--- Written request ---
Could you copy out the entries below with every "marker" changed to "dot" and nothing else altered?

---

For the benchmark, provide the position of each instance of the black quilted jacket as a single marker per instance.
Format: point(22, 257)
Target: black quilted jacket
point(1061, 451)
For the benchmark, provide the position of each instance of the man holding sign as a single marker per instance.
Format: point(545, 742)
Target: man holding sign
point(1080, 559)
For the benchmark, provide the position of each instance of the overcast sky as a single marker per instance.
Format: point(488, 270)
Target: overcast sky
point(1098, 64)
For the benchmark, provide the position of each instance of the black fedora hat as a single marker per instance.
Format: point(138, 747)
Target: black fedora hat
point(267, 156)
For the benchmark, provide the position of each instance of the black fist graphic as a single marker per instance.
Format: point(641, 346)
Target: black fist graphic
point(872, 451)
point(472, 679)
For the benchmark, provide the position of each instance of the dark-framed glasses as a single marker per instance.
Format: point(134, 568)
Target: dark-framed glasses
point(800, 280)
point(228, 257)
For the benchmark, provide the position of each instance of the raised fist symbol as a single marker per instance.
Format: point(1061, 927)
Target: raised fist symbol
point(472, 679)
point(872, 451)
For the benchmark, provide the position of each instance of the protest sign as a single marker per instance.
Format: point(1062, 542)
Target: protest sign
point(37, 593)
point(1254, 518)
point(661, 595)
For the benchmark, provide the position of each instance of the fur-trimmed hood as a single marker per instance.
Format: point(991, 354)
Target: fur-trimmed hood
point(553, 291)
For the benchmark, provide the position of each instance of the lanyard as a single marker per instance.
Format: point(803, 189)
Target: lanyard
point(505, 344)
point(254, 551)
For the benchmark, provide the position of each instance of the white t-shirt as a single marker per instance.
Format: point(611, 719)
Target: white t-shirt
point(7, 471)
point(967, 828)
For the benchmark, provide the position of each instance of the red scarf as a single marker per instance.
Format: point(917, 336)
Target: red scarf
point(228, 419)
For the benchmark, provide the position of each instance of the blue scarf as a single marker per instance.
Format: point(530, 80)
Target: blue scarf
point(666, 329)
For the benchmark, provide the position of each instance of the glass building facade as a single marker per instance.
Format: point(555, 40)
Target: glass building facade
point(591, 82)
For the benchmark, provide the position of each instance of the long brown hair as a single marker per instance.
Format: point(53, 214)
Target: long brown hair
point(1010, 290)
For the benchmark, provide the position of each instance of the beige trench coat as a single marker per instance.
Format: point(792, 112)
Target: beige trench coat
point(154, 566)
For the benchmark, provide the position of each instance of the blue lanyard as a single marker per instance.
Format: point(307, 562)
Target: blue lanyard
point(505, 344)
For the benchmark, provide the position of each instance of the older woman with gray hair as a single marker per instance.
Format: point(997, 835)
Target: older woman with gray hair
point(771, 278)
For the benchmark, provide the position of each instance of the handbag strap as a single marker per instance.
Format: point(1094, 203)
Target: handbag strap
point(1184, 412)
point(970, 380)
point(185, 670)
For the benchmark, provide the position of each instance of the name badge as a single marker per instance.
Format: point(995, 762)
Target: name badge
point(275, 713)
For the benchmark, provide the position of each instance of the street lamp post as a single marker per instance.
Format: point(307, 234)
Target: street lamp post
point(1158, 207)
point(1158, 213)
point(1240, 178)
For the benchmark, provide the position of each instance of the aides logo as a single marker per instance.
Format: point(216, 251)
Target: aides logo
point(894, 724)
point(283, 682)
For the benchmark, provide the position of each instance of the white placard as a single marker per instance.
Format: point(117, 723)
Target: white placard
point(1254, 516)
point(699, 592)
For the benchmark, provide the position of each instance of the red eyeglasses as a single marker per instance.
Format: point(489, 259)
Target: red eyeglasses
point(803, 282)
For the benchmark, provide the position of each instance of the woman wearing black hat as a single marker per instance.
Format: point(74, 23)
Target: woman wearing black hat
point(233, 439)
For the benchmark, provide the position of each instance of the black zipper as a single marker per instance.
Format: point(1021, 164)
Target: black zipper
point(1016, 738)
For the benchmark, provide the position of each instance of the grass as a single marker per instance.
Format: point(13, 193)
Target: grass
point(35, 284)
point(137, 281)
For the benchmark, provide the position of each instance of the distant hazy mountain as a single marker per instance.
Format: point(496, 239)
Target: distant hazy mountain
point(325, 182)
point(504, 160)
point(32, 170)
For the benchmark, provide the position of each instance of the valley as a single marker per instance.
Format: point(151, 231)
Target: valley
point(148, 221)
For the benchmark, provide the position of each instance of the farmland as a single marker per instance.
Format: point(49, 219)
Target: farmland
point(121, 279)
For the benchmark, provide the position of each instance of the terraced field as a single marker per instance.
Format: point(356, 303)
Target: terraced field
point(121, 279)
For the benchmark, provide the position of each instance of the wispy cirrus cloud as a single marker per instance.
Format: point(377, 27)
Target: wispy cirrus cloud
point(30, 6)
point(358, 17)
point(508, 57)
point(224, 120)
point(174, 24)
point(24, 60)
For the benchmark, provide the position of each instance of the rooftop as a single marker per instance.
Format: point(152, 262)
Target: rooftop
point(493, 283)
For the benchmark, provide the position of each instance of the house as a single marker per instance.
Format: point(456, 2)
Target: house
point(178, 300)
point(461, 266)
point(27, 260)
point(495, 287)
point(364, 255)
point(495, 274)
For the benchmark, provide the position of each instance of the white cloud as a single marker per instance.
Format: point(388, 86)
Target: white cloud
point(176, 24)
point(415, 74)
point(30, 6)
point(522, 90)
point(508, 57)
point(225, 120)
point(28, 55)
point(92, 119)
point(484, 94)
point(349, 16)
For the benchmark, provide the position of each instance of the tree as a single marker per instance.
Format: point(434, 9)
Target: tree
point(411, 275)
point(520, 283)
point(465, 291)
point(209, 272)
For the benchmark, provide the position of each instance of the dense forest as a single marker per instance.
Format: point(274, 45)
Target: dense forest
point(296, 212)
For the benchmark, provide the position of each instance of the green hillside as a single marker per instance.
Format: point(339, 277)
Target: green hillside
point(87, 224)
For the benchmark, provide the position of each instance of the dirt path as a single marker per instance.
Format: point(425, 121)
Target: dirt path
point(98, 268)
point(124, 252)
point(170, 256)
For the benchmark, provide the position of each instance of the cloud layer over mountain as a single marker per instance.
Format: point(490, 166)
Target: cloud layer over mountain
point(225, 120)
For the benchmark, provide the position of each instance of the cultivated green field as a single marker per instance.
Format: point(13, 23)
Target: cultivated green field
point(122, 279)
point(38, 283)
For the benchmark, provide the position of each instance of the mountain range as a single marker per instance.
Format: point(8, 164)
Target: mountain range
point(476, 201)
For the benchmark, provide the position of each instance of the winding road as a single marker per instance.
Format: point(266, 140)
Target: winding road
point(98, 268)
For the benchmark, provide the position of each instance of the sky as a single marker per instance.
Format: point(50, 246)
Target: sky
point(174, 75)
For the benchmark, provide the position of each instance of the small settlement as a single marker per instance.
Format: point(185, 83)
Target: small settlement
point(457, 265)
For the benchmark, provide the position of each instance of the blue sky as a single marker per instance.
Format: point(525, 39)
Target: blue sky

---

--- Exercise solution ---
For the benchmark, provide the position of each instance of the black quilted jacket as a single dot per instance.
Format: point(22, 257)
Target: black quilted jacket
point(1061, 451)
For the benchmark, provide the position of each instance of the man holding sign as a single dot per instance.
Format: point(545, 742)
Target: man holding sign
point(1080, 559)
For the benchmark, provide the position of each instance of the overcast sky as a single dot per instance.
Format: point(488, 270)
Target: overcast sky
point(1098, 64)
For the benchmark, provide the position of each instance of the black fedora hat as a single dot per instance.
Format: point(138, 747)
Target: black fedora hat
point(267, 156)
For the benchmark, provide the position of each instance of the black fist graphic as a single dot per instance.
Format: point(641, 346)
Target: black fist graphic
point(872, 451)
point(472, 679)
For the benchmark, provide the position of each instance of the dark-framed glasses as a single dot per instance.
Format: point(134, 568)
Target: dark-framed glasses
point(800, 280)
point(228, 257)
For the benchmark, provide the position of each instance of the raised fist symbol as a single dot per instance.
Format: point(1061, 927)
Target: raised fist symbol
point(472, 679)
point(872, 451)
For the benchmark, provide the position of each instance of the protest sign as a single dot per instance.
Format: point(1062, 542)
Target: protest sign
point(37, 593)
point(1254, 518)
point(661, 595)
For the benchmark, provide the position of each instance of the fur-trimmed hood as a single dot per instance.
Format: point(991, 354)
Target: fur-trimmed hood
point(553, 291)
For the benchmark, provide the position of each instance of the lanyard as a single dot per instance.
Format: point(803, 189)
Target: lanyard
point(505, 344)
point(254, 551)
For the benchmark, provide the position of each instance of the white t-shirt as a single dot per instance.
Format: point(611, 719)
Target: white t-shirt
point(7, 471)
point(967, 828)
For the benchmark, provide the position of each instance of the red scarf as a single dot per instance.
Format: point(917, 336)
Target: red scarf
point(228, 419)
For the benchmark, provide the position of each instance of the blue scarf as a single dot per instance.
Format: point(530, 80)
Target: blue scarf
point(666, 329)
For the benchmark, provide the position of each instance of the glass building facade as a single dot per instance.
Format: point(555, 40)
Target: glass building facade
point(591, 82)
For the benchmark, provide the position of each instance of the long brown hair as a single dot per instance.
Format: point(53, 214)
Target: long brown hair
point(1010, 290)
For the benchmark, provide the position of each instance of the beige trench coat as a single dot per instance.
Format: point(792, 112)
Target: beige trench coat
point(154, 566)
For the benchmark, provide the position of each instance of the blue lanyard as a single dot per instance.
Format: point(307, 562)
Target: blue lanyard
point(505, 344)
For the benchmark, provide the position of each instance of the older woman with gray hair as a single dot per instance.
Format: point(997, 835)
Target: older woman with gray hair
point(771, 278)
For the benchmark, provide the position of each instance of the handbag strap as a single dot per instance.
Format: point(1094, 203)
Target: handbag strap
point(1184, 412)
point(970, 380)
point(185, 670)
For the benchmark, provide the position of each instance of the name badge as a single dot per instance.
Format: point(995, 762)
Target: name badge
point(275, 713)
For the benchmark, provide the position of each instance of the street lamp post as a single dot per instance.
Format: point(307, 234)
Target: street lamp post
point(1158, 207)
point(1158, 213)
point(1240, 178)
For the benchmark, provide the position of each instance of the aides logo as a single dot per instance.
Format: point(216, 251)
Target: aides logo
point(894, 724)
point(283, 682)
For the benchmark, provide the position of each instance of the white placard as a single dot per instance.
Format: point(117, 723)
Target: white placard
point(1254, 516)
point(699, 592)
For the benchmark, provide the position of each instance of the red eyeglasses as a single dot per instance.
Format: point(489, 259)
Target: red eyeglasses
point(803, 282)
For the benchmark, provide the position of each instance of the woman wearing black hat as a single dot per instance.
Format: point(74, 23)
Target: woman wearing black hat
point(233, 439)
For the benchmark, provide the position of each instance of the black zipper as a single dot per instance.
Format: point(1021, 164)
Target: black zipper
point(1016, 738)
For the benchmark, provide the position of each instance of the grass as a single dot per instance.
Format: point(13, 193)
Target: grass
point(35, 284)
point(137, 281)
For the benchmark, provide the position of each instance of the distant hazy mountain as a single dot per instance.
Format: point(496, 239)
Target: distant hazy mountain
point(325, 182)
point(504, 160)
point(32, 170)
For the benchmark, provide the position of each instance of the valley as a single dot per instance.
Format: point(151, 231)
Target: valley
point(148, 221)
For the benchmark, provide the position of each instance of the farmland as a single dot per instance.
Format: point(49, 219)
Target: farmland
point(121, 279)
For the benchmark, provide the position of each instance of the terraced field as a single dot per instance.
Format: point(356, 303)
Target: terraced field
point(121, 279)
For the benchmark, provide the position of each instance of the wispy cirrus cloud as a single dot per instance.
Format: point(377, 27)
Target: wispy cirrus cloud
point(30, 6)
point(358, 17)
point(508, 57)
point(224, 120)
point(174, 24)
point(24, 60)
For the benchmark, provide the position of each instance of the rooftop as a single dot per instance.
Format: point(152, 262)
Target: rooftop
point(493, 283)
For the benchmark, provide the position of each instance of the house as a single dot per instance.
Format: point(456, 2)
Target: house
point(178, 300)
point(461, 266)
point(27, 260)
point(495, 287)
point(364, 255)
point(495, 274)
For the benchmark, provide the position of each instance of the white cloud as a single dot per instance.
Format: point(388, 86)
Target: white cloud
point(176, 24)
point(415, 74)
point(30, 6)
point(522, 90)
point(508, 57)
point(225, 120)
point(28, 55)
point(92, 119)
point(484, 94)
point(349, 16)
For the benchmark, provide the position of each instance of the tree as a single dot per instance.
Format: point(434, 9)
Target: tree
point(411, 275)
point(520, 283)
point(465, 291)
point(209, 272)
For the benchmark, provide the position of each instance of the dense forest as a single dot per instance.
Format: point(274, 45)
Target: dense forest
point(296, 212)
For the benchmark, provide the position of each instance of the green hillside as a single dot per instance.
Format: point(339, 277)
Target: green hillside
point(87, 224)
For the benchmark, provide the position of each instance of the dirt path as a single dot per instance.
Format: point(425, 121)
Target: dirt path
point(98, 268)
point(124, 252)
point(170, 256)
For the benchmark, provide the position of each instance of the cloud layer over mountain as a single dot per instance.
Format: point(490, 166)
Target: cloud layer over mountain
point(225, 120)
For the benchmark, provide the position of each instance of the cultivated green field as a single dot per instance.
Format: point(13, 23)
Target: cultivated green field
point(122, 279)
point(38, 283)
For the benchmark, provide the position of each instance of the mountain range as a single dot per instance.
Format: point(8, 164)
Target: mountain range
point(476, 201)
For the benchmark, provide the position of each instance of the winding road as a single dot per instance.
Format: point(266, 140)
Target: winding road
point(98, 268)
For the benchmark, provide the position of each instance of the sky as a single dot per instance.
Format: point(50, 246)
Target: sky
point(174, 75)
For the benchmark, provide the position of each instance of the small settlement as a single dot per instance.
Format: point(185, 83)
Target: small settlement
point(457, 265)
For the benchmark, provide the position of each instance of the blue sky as a single dot per instance.
Format: point(525, 39)
Target: blue sky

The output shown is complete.